(The problem): Your response must consist of the listing below, repeated exactly.

(Material to process):

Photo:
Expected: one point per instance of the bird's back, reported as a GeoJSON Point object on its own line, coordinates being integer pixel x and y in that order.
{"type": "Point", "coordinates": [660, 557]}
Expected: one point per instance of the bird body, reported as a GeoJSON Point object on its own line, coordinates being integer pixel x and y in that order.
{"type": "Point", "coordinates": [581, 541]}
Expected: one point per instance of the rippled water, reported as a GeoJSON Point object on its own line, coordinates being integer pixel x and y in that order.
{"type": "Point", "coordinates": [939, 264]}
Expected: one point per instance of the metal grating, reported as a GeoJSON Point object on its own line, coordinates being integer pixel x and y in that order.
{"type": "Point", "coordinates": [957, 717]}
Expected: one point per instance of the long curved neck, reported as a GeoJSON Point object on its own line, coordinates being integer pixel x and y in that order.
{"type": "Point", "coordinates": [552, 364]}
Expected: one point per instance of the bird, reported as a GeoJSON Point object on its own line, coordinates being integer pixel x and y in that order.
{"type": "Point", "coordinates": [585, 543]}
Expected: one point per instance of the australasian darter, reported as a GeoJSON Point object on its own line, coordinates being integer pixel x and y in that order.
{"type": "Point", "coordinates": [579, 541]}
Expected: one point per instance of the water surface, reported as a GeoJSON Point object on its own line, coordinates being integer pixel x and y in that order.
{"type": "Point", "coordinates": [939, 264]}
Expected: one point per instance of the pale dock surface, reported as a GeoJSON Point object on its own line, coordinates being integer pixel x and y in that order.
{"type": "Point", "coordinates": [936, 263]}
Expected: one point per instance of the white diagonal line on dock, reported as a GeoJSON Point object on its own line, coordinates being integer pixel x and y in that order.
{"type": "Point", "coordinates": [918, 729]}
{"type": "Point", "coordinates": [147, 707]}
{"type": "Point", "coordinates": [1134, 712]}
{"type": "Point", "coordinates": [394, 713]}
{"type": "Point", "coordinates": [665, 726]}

(Answer):
Photo:
Expected: one point per instance of the bird's back, reported as a GeoJSON Point object on its own line, coordinates being integer pixel x and y in that order.
{"type": "Point", "coordinates": [660, 557]}
Expected: one point per instance of the bird body, reported as a GeoJSON Point object on its own line, coordinates being integer pixel x and y in that order.
{"type": "Point", "coordinates": [581, 541]}
Expected: one point per instance of the rippled water, reported as a GeoJSON Point object on its own line, coordinates being integer pixel x and y in that order.
{"type": "Point", "coordinates": [939, 264]}
Expected: one point per instance of the metal grating, reported as a GeoJSON Point object on its own line, coordinates being integer pixel x and y in that order.
{"type": "Point", "coordinates": [957, 717]}
Expected: one point per instance of the long curved neck, reported as a GeoJSON Point object on its own line, coordinates being integer pixel x and y in that order.
{"type": "Point", "coordinates": [552, 364]}
Expected: one point per instance of the bird, reported as a GeoJSON Point object on its own line, coordinates being integer pixel x and y in that order.
{"type": "Point", "coordinates": [585, 543]}
Expected: one point per instance of the australasian darter, reported as a GeoJSON Point object on its own line, coordinates being integer pixel x and y in that order.
{"type": "Point", "coordinates": [579, 541]}
Expected: one point per instance of the water surface, reported as a GeoJSON Point object on its own line, coordinates being integer pixel x and y in that order.
{"type": "Point", "coordinates": [939, 264]}
Expected: one point per instance of the pale dock surface, reported as a GeoJSON Point object on its own line, coordinates being integer pixel x and y in that order.
{"type": "Point", "coordinates": [936, 263]}
Expected: one point per instance of the white diagonal line on dock, reported as a GeoJSON Point object on its own line, coordinates being integer pixel x and y in that order.
{"type": "Point", "coordinates": [918, 729]}
{"type": "Point", "coordinates": [147, 707]}
{"type": "Point", "coordinates": [1134, 712]}
{"type": "Point", "coordinates": [394, 713]}
{"type": "Point", "coordinates": [665, 726]}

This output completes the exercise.